### SELECTED PASSAGE
-=-=-=-=-

American Journal of Industrial Medicine. Volume 49, Issue 1 , Pages 1 – 7. Published Online: 16 Dec 2005. [Link]
Takehiko Murayama, PhD 1 *, Ken Takahashi, MD 2, Yuji Natori, MD 3, Norio Kurumatani, MD 4
1 Division of Multidisciplinary Studies, School of Science and Engineering, Waseda University, Tokyo, Japan
2 Department of Environmental Epidemiology, Institute of Industrial Ecological Sciences, University of Occupational and Environmental Health, Fukuoka, Japan
3 Hirano Kameido Himawari Clinic, Tokyo, Japan
4 Department of Hygiene, Faculty of Medicine, Nara Medical University, Nara, Japan
email: Takehiko Murayama (email@example.com) Correspondence to Takehiko Murayama, 51-05-07A, Waseda University, 3-4-1 Okubo, Shinjuku-ku, Tokyo 169-8555, Japan.
This work was mainly performed in Waseda University.
Background: Japanese consumption of asbestos increased rapidly after the 1950s and lingered at a high level while the world’s consumption decreased substantially after the 1980s. Mesothelioma is due primarily to asbestos, and the number of deaths in Japan is expected to increase in the future.

-=-=-=-=-

### ACTIVITY 1
Output the part of the article excerpt on asbestos in Japan that opens with the words containing "Background: Japanese consumption" and closes with "in the future.", copied word for word.
### ACTIVITY 2
According to the article excerpt on asbestos in Japan, at which university was the work mainly performed?

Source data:
-=-=-=-=-

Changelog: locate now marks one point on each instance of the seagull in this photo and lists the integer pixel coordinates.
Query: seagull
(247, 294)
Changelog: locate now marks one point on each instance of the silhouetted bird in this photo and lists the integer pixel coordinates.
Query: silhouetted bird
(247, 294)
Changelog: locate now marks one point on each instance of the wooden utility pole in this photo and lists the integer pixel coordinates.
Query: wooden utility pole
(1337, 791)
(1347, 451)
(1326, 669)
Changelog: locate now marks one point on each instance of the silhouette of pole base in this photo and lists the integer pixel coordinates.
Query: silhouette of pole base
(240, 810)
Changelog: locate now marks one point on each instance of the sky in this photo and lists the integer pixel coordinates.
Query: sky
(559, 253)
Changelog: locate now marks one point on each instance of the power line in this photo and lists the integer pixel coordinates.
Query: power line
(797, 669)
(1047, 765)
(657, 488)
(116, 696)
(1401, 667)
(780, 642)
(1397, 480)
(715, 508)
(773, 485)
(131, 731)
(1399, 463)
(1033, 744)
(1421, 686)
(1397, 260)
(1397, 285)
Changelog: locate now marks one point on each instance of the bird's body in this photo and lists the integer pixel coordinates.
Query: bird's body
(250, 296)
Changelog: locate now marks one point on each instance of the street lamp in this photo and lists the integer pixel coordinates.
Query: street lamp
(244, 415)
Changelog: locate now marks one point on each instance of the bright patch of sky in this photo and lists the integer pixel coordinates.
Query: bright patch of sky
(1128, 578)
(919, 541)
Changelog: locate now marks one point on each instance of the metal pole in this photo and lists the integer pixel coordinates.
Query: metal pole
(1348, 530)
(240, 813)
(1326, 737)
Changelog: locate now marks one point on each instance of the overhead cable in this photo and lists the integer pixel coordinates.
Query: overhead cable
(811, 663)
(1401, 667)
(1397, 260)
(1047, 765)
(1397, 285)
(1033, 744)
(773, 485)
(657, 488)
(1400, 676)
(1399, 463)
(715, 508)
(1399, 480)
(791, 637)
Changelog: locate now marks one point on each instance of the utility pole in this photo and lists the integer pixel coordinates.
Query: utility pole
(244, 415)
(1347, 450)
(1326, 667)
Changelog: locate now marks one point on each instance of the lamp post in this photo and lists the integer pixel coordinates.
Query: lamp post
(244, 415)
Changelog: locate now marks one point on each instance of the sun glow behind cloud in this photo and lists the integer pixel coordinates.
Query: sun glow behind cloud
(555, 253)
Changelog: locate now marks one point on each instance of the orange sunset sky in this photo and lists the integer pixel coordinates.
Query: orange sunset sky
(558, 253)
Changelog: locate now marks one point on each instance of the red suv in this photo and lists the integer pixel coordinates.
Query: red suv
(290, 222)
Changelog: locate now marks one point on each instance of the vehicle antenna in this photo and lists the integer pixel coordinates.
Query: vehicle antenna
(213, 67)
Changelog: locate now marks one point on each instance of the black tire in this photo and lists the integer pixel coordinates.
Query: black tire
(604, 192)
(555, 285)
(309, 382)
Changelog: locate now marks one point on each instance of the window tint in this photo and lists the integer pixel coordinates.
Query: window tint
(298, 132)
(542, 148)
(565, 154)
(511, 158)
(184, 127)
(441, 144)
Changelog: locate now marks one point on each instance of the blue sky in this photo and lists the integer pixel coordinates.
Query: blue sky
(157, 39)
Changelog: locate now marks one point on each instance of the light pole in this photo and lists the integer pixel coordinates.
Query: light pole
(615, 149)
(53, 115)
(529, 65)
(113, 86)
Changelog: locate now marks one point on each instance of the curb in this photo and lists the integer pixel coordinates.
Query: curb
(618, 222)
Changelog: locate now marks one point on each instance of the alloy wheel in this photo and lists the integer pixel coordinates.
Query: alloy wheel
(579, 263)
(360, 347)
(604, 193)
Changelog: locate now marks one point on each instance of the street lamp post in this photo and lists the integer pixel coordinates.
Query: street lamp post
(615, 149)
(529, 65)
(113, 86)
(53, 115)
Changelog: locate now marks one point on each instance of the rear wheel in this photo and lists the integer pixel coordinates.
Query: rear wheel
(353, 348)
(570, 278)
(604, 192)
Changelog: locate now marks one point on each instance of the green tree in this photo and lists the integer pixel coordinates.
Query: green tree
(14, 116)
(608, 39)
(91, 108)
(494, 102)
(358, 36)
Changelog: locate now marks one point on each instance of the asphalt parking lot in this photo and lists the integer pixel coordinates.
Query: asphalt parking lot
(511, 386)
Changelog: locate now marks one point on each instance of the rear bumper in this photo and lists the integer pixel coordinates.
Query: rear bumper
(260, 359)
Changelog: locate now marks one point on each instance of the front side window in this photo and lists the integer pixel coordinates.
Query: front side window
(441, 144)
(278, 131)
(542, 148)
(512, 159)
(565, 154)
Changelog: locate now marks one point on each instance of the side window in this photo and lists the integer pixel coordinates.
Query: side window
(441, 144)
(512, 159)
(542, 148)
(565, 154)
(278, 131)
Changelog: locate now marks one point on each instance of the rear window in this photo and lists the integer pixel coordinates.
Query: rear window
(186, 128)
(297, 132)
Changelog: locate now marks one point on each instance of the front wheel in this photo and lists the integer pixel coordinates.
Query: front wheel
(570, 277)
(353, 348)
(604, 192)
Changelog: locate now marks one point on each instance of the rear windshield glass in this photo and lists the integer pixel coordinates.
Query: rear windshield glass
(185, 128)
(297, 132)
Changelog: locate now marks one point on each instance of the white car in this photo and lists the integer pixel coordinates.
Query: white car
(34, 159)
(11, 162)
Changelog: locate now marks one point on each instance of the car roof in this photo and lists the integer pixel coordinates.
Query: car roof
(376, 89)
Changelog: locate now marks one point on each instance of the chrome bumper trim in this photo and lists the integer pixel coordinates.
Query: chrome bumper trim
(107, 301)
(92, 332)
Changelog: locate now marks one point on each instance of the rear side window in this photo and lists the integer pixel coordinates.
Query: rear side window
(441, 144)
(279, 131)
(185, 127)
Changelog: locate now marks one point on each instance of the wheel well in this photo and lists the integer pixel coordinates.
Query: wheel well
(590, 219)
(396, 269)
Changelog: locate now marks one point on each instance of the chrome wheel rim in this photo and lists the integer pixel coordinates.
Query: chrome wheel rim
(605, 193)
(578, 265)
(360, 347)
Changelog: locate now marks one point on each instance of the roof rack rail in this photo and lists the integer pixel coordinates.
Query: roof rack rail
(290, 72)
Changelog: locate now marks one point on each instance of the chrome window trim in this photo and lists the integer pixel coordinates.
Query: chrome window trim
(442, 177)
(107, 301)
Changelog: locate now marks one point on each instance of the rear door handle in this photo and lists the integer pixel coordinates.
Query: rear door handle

-=-=-=-=-

### EXERCISE OUTPUT 1
Background: Japanese consumption of asbestos increased rapidly after the 1950s and lingered at a high level while the world’s consumption decreased substantially after the 1980s. Mesothelioma is due primarily to asbestos, and the number of deaths in Japan is expected to increase in the future.

### EXERCISE OUTPUT 2
Waseda University.